(Referring expression pointing data)
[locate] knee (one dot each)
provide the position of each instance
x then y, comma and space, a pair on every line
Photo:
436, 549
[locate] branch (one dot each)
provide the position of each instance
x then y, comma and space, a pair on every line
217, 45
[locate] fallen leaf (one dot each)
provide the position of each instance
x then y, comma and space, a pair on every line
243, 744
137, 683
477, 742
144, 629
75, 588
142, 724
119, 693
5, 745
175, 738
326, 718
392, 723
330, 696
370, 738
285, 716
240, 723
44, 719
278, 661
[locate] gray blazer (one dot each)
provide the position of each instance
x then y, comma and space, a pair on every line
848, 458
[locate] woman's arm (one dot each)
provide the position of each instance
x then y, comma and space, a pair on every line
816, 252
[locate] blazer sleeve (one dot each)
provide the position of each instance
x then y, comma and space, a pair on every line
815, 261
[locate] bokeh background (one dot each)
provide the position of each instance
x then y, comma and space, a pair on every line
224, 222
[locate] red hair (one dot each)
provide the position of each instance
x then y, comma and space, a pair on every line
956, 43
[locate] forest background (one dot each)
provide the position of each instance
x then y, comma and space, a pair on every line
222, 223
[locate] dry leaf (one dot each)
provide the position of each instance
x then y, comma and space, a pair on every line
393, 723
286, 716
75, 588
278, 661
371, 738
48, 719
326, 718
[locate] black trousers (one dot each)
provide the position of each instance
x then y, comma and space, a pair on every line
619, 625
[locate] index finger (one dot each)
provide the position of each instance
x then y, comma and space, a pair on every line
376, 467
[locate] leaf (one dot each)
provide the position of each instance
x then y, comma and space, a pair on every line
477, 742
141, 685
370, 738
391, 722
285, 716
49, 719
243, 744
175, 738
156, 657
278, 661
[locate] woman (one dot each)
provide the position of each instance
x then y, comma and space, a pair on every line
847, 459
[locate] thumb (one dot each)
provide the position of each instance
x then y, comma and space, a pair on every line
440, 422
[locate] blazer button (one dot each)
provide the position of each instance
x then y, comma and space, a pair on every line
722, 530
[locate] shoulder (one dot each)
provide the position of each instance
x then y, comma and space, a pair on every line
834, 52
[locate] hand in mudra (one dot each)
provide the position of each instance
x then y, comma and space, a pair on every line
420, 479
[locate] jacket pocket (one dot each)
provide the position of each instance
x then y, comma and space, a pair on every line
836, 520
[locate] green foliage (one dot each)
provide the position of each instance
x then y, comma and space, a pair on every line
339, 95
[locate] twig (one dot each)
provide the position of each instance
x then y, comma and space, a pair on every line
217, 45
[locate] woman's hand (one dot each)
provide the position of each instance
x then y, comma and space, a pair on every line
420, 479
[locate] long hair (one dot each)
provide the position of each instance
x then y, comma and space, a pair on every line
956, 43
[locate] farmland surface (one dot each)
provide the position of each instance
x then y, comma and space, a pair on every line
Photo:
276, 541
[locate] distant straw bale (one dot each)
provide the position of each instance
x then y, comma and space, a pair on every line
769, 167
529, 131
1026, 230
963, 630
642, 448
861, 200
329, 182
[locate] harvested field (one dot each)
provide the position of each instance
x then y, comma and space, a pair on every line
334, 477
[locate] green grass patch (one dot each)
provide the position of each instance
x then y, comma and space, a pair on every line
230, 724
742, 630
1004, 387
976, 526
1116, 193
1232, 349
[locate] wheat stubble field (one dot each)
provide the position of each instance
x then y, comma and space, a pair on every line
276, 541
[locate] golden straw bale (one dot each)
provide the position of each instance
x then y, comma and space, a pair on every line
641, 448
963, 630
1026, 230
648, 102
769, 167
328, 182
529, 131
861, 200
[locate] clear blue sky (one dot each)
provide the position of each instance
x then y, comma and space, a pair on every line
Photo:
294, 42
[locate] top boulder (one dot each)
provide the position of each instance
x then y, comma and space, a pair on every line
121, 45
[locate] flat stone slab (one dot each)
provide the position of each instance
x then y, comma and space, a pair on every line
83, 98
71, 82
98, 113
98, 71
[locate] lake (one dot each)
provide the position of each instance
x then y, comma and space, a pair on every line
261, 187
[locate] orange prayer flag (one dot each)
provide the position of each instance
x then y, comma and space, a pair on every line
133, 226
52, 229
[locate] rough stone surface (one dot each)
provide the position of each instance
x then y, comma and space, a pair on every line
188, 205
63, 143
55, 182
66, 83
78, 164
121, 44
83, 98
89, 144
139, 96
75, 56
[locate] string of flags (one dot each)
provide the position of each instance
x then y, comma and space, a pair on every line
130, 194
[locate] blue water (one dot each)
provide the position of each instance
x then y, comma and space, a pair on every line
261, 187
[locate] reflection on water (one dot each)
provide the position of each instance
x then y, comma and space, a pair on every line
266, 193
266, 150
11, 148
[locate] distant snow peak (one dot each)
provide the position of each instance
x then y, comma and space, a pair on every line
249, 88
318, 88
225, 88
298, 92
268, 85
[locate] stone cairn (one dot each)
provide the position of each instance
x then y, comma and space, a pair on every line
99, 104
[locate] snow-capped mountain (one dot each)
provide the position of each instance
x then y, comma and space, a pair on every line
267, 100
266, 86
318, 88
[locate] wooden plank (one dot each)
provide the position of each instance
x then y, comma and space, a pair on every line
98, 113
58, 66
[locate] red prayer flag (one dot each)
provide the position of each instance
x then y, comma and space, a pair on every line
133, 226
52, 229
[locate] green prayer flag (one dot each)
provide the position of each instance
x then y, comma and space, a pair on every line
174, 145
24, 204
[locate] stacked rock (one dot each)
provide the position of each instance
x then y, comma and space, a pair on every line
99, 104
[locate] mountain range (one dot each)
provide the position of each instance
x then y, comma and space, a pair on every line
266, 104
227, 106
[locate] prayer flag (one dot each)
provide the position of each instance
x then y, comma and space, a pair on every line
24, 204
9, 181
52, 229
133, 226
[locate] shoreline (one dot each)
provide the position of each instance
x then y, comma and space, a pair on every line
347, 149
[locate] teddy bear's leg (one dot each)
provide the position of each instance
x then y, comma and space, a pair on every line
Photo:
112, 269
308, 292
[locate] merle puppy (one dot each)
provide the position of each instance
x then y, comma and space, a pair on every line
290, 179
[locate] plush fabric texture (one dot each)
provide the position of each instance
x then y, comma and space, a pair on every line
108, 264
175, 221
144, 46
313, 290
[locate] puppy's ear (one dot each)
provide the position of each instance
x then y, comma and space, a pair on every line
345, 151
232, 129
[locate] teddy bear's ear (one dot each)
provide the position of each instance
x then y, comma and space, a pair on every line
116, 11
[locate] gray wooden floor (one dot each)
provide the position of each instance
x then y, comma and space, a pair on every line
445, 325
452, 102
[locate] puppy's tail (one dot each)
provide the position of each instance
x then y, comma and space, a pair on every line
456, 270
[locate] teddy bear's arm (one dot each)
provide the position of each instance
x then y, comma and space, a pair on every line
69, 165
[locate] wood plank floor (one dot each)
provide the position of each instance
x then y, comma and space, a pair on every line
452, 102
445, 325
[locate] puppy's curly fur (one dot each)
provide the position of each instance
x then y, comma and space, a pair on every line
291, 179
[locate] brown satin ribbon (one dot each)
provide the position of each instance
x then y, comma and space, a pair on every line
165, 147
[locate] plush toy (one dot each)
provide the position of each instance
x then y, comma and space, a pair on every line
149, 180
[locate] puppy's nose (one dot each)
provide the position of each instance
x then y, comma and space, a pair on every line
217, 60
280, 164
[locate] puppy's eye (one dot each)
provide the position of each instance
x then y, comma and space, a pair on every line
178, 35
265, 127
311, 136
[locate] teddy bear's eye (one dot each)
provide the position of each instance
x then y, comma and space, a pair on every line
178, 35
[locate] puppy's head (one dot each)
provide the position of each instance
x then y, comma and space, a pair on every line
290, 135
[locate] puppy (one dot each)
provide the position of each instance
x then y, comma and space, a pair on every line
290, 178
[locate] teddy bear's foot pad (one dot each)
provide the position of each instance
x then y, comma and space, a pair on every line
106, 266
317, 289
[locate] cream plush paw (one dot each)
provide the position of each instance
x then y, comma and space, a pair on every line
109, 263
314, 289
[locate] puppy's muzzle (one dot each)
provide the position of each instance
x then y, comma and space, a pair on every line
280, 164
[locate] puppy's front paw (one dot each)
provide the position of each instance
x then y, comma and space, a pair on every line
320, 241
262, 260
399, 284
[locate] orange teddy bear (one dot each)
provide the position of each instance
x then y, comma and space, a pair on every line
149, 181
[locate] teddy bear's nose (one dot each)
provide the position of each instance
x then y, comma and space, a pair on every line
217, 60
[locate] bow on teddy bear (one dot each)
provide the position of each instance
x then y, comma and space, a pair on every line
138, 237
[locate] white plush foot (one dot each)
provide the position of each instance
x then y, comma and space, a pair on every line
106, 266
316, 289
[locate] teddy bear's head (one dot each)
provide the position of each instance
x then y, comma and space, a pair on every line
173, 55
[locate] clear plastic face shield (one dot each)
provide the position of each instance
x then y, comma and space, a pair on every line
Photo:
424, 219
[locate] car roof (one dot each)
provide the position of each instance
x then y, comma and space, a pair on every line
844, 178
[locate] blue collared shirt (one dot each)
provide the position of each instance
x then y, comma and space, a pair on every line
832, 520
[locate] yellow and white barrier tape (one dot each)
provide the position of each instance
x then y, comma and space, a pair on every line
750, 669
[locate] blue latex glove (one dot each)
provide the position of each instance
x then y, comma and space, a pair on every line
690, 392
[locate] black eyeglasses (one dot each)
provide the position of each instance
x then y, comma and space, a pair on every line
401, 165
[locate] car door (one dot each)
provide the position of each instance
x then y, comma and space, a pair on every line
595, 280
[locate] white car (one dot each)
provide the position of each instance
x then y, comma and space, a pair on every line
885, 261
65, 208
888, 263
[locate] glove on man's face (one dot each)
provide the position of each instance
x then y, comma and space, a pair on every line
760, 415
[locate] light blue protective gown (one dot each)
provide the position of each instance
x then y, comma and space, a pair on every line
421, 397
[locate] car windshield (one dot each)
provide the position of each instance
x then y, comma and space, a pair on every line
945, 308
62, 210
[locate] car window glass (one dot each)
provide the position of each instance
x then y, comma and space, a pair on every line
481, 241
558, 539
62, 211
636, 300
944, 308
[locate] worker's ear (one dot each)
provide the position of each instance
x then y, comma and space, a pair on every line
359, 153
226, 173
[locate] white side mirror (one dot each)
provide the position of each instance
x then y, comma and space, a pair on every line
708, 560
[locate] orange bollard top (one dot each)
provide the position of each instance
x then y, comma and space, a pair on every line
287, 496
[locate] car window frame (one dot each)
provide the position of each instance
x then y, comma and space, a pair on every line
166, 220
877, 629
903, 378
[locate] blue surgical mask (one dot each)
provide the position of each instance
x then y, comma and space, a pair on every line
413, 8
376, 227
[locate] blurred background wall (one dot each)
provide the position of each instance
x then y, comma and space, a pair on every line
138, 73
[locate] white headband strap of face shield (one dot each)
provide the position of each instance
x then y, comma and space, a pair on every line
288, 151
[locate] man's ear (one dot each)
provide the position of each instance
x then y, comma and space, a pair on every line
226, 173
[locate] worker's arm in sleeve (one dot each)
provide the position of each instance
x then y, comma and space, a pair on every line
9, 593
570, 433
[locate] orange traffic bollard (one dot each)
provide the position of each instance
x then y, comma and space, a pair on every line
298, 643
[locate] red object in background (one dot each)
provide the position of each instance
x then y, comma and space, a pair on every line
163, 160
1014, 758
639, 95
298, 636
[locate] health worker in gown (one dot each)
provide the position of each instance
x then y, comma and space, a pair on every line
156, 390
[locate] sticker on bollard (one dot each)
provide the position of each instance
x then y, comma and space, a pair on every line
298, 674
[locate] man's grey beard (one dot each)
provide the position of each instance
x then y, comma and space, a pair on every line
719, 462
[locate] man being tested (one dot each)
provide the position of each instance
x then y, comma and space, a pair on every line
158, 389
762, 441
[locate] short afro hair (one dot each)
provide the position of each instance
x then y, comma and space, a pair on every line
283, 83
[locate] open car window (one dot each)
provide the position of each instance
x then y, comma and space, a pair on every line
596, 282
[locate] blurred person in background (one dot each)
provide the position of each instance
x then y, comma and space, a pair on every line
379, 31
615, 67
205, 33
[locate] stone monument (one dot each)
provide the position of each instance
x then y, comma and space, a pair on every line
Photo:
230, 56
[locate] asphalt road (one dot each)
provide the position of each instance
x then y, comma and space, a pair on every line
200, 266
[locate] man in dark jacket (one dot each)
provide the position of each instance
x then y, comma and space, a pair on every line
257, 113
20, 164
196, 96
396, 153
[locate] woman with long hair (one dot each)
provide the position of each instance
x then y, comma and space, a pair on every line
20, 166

Your goal
Please reproduce, exactly as written, the lines of the records from the first line through the one containing "[locate] blazer sleeve (one dot each)".

Solution to this exercise
[locate] knee (one dot each)
provide the position of each instance
x then y, comma and space, a pair on every line
Photo:
436, 549
[locate] branch (one dot each)
provide the position of each instance
x then y, comma and space, a pair on every line
217, 45
[locate] fallen leaf (one dot each)
provide the position of each instance
x then y, comma and space, a pair on every line
243, 744
137, 683
477, 742
144, 629
75, 588
142, 724
119, 693
5, 745
175, 738
326, 718
392, 723
330, 696
370, 738
285, 716
240, 723
44, 719
278, 661
[locate] gray blazer (one dot each)
provide the position of each instance
x then y, comma and space, a pair on every line
848, 458
[locate] woman's arm (one dot each)
provide the position of each instance
x then y, comma and space, a pair on every line
816, 252
[locate] blazer sleeve (one dot each)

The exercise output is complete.